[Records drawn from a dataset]

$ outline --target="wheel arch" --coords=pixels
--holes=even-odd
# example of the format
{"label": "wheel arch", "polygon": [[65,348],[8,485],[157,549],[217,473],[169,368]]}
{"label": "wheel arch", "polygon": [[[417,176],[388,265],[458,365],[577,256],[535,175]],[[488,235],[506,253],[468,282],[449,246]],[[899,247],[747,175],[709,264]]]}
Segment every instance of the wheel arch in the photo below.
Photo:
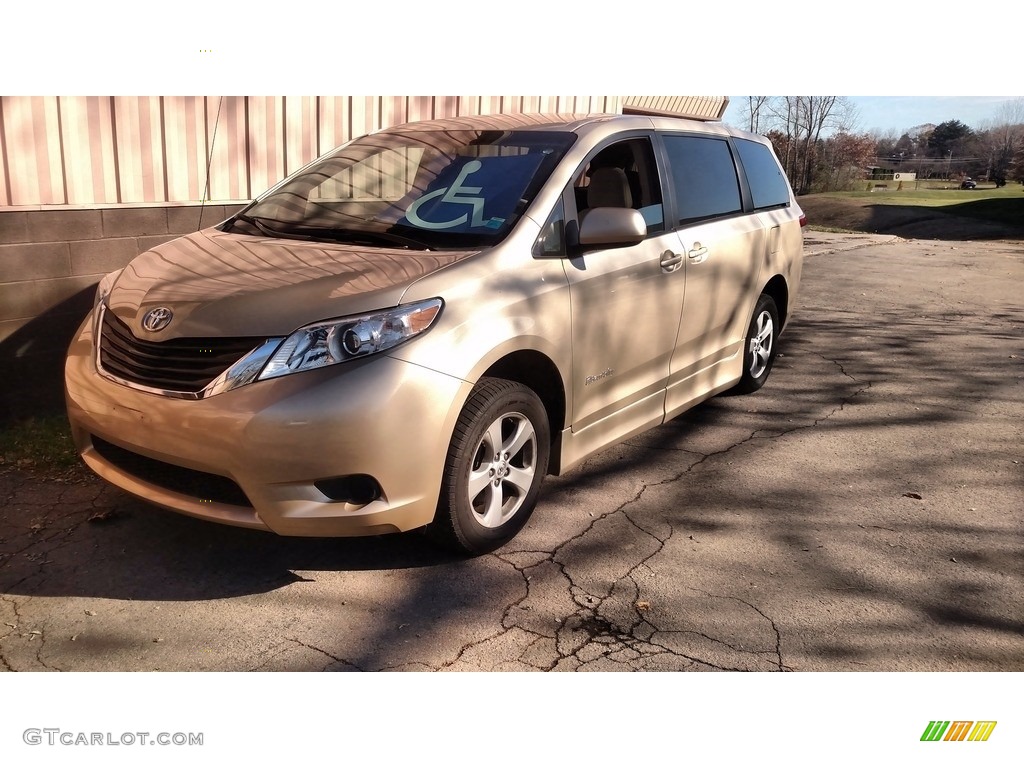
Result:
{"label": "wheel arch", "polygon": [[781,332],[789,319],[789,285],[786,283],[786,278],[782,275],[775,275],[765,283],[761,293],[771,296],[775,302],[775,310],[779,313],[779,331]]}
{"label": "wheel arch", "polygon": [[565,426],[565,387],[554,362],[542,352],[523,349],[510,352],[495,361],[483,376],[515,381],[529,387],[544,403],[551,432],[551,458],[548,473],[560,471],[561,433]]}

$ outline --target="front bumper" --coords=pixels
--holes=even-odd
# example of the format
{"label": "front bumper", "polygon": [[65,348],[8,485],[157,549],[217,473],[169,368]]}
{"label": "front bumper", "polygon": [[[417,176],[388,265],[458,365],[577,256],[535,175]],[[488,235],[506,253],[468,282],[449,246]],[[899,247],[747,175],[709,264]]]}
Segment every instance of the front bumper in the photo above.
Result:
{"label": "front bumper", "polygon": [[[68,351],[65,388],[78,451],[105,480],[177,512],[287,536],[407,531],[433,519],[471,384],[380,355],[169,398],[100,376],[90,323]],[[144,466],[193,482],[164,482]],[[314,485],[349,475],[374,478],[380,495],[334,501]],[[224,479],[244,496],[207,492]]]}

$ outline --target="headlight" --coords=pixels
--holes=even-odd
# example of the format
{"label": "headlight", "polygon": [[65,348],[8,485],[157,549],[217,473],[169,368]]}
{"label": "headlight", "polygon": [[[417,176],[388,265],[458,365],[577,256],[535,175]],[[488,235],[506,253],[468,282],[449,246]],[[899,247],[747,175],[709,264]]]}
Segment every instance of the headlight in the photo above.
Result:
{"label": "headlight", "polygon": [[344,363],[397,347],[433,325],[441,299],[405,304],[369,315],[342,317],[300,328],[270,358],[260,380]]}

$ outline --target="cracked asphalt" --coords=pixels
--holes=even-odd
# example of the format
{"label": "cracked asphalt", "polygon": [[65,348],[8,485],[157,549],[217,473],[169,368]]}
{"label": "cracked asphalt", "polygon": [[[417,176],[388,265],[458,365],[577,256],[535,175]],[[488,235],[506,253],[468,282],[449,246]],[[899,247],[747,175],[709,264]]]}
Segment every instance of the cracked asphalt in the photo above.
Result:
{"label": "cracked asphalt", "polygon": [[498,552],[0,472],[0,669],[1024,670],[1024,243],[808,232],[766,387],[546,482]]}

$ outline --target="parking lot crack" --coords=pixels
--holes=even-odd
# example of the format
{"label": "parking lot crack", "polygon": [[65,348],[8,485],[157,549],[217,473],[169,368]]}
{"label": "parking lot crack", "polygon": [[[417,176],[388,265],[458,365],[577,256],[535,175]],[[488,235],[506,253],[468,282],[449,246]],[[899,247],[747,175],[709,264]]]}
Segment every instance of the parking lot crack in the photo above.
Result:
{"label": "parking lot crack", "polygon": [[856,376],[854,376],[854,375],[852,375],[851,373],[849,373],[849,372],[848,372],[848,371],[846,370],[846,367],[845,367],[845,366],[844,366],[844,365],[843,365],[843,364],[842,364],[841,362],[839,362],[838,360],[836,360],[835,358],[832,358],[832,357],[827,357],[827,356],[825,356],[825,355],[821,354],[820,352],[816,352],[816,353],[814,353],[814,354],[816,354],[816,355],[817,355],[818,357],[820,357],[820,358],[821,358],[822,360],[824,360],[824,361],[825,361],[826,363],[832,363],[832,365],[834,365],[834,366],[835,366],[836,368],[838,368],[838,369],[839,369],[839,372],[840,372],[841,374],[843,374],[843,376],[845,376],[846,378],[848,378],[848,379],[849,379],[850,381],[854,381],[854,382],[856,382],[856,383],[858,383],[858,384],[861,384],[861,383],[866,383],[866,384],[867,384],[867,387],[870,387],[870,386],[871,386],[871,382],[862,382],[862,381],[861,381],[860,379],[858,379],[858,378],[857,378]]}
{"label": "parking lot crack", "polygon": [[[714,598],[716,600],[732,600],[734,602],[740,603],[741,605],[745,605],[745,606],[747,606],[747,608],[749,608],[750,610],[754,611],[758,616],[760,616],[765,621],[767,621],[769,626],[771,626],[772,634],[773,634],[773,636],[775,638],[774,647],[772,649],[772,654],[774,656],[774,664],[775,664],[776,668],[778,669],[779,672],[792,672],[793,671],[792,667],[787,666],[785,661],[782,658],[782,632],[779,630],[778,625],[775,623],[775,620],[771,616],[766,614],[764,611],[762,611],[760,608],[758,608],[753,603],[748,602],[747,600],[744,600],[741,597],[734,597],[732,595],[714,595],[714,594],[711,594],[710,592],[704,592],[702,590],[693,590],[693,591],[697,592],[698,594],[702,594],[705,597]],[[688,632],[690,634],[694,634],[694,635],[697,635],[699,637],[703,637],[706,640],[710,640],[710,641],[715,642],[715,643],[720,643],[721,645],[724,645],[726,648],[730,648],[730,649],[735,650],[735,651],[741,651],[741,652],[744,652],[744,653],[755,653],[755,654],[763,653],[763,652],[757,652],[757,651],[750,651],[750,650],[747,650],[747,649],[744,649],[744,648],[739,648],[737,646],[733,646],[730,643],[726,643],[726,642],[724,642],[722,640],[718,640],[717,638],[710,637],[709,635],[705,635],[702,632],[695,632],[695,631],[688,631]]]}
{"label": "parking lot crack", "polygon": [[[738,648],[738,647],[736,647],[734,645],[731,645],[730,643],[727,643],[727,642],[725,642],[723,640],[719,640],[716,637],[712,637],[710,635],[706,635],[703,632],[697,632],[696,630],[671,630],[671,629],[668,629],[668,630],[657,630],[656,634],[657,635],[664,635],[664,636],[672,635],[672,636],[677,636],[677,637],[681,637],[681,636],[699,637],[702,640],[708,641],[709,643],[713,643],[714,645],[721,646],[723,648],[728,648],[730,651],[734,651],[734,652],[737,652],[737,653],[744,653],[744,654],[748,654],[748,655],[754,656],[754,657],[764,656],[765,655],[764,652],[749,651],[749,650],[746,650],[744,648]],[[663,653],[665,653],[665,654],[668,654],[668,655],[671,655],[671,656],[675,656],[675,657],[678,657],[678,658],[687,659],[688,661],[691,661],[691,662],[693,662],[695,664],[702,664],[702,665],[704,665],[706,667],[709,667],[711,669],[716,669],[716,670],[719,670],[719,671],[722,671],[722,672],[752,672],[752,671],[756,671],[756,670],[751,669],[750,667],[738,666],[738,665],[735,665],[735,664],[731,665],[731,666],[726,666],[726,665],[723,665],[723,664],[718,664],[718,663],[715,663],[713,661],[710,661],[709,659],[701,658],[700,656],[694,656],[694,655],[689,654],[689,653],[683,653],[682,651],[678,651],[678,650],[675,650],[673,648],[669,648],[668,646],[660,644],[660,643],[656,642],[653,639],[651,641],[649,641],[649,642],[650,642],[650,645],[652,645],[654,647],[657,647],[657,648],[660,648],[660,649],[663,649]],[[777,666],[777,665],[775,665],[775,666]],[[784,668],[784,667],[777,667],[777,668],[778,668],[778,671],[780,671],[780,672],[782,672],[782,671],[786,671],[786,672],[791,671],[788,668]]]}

TRY IT:
Reply with a number alone, the number of lines of the records that hold the word "above".

SOLUTION BELOW:
4